**Passage provided**
========================================
In September 2005, Lisa Frank filed for divorce from her husband since 1994, James A. Green, then president and CEO of Lisa Frank Inc. They were the company's only stockholders. That same month, she sued to remove Green from the company, and he resigned the following month. Frank won a court settlement that year, stating Green must sell all his shares in the stock to her at a discount, according to a 1995 buy-sell agreement. This resulted in Frank resuming her position as CEO of the company. During the court trial, they found Lisa Frank Inc. grossed over $1 billion in sales since 1979.

In subsequent years, the company produced little stationery due to a shift towards digital products. Lisa Frank Incorporated developed two iPhone apps: One customizes pictures with Lisa Frank clip art, while the other is a coloring app for Lisa Frank-branded coloring pages.

In 2012, Urban Outfitters began selling Lisa Frank vintage merchandise, such as 1990s stickers and Trapper Keepers, on the Urban Outfitters website.

As of 2015, the base of Lisa Frank Inc. headquarters was still Tucson, Arizona, encompassing a 320000 sqft building. The company earned an estimated $2.3 million in annual revenue in 2012. Its branded retail stores have since shuttered and its products, which once dominated back-to-school aisles in stores across the United States, are difficult to find today. The number of employees at the 320,000 square-foot building near the Tucson International Airport dwindled from a peak of about 500 to just six.

A resurgence in popularity occurred in 2021 when Lisa Frank's 21-year-old son Forrest Green took over as Director of Business Development, starting by managing the company's Instagram account during the COVID-19 pandemic as a student at UCLA, with the marketing strategy of presenting the Lisa Frank brand as a lifestyle. Since gaining over 700,000 followers, the company has made strategic partnerships with popular brands such as Morphe, Pillsbury, and Crocs to create products for nostalgic consumers.
========================================
**Check your understanding**
• A. Decide whether each statement agrees with the Lisa Frank passage, answering yes or no and quoting the words that settle it: (i) Urban Outfitters started selling Lisa Frank vintage merchandise in 2012; (ii) James A. Green stayed on at the company after Lisa Frank sued to remove him; (iii) by 2015 the company's headquarters had moved out of Tucson.
• B. Turn the paragraph of the Lisa Frank passage beginning "As of 2015, the base" into a short list that keeps its main facts.
• C. Rewrite the Lisa Frank passage from "In 2012, Urban" to "to just six.", changing "building" to "facility".
The material after the Lisa Frank passage is not needed.
========================================
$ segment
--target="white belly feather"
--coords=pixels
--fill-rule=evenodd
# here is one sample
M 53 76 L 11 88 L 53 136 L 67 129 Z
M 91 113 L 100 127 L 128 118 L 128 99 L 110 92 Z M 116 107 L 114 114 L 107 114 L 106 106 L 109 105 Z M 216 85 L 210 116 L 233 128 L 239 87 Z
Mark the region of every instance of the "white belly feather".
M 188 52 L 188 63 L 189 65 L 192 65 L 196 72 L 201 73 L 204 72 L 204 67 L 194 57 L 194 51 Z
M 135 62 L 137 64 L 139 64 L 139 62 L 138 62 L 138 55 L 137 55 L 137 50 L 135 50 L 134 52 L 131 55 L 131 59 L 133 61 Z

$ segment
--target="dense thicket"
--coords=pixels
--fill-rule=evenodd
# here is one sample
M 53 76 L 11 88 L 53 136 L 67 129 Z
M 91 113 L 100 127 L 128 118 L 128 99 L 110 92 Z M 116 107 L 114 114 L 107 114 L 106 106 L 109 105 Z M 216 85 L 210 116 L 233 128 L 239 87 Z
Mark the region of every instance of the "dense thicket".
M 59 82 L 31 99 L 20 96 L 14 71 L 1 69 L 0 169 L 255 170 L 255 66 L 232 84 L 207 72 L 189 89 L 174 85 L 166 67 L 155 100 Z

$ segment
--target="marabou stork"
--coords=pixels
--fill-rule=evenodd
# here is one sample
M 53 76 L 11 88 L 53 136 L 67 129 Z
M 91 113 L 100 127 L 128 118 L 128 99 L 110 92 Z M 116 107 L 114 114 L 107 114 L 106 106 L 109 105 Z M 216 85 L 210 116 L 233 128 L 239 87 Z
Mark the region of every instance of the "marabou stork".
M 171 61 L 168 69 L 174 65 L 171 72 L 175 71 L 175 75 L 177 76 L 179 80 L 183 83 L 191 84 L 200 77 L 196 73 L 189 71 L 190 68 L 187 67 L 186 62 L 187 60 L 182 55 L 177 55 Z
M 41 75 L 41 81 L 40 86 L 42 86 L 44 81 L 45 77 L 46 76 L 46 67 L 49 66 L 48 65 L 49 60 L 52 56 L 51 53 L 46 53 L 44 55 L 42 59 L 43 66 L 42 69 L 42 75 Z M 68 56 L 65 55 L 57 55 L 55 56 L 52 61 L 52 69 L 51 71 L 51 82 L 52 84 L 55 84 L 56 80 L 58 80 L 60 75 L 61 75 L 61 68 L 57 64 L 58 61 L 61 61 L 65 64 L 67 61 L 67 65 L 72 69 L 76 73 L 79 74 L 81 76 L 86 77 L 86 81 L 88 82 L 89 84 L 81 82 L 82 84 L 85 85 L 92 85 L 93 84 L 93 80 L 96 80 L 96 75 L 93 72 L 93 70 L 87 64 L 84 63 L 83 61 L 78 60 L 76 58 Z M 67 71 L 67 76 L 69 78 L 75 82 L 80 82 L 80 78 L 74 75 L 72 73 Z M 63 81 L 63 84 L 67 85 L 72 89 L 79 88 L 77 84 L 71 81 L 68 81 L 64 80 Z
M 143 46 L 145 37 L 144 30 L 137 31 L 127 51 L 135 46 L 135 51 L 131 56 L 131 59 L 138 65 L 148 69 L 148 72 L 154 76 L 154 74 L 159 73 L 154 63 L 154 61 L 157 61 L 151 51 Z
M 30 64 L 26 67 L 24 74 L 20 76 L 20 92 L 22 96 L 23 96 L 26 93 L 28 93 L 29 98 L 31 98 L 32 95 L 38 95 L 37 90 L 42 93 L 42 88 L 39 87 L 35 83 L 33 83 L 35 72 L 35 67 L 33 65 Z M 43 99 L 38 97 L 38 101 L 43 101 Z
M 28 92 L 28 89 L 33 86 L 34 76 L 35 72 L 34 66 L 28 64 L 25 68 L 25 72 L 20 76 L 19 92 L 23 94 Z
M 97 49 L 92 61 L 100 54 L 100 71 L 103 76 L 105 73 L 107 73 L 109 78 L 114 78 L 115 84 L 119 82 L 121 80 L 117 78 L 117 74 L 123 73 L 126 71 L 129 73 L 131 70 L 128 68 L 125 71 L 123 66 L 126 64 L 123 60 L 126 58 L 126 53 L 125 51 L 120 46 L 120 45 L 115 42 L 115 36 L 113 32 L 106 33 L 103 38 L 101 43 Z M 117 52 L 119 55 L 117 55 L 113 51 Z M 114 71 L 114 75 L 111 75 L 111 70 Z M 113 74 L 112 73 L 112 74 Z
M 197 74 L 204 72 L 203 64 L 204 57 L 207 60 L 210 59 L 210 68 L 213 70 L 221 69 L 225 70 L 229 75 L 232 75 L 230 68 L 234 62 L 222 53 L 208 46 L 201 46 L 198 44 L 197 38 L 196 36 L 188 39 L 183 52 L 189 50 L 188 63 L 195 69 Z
========================================
**Answers given**
• A.
(i) Yes: "In 2012, Urban Outfitters began selling Lisa Frank vintage merchandise"
(ii) No: "he resigned the following month"
(iii) No: "the base of Lisa Frank Inc. headquarters was still Tucson, Arizona"

• B.
- As of 2015, Lisa Frank Inc. was still based in Tucson, Arizona, in a 320,000-square-foot building near the Tucson International Airport.
- The company earned an estimated $2.3 million in annual revenue in 2012.
- Its branded retail stores have closed.
- Its products once dominated back-to-school aisles across the United States but are now hard to find.
- The number of employees fell from a peak of about 500 to six.

• C.
In 2012, Urban Outfitters began selling Lisa Frank vintage merchandise, such as 1990s stickers and Trapper Keepers, on the Urban Outfitters website.

As of 2015, the base of Lisa Frank Inc. headquarters was still Tucson, Arizona, encompassing a 320000 sqft facility. The company earned an estimated $2.3 million in annual revenue in 2012. Its branded retail stores have since shuttered and its products, which once dominated back-to-school aisles in stores across the United States, are difficult to find today. The number of employees at the 320,000 square-foot facility near the Tucson International Airport dwindled from a peak of about 500 to just six.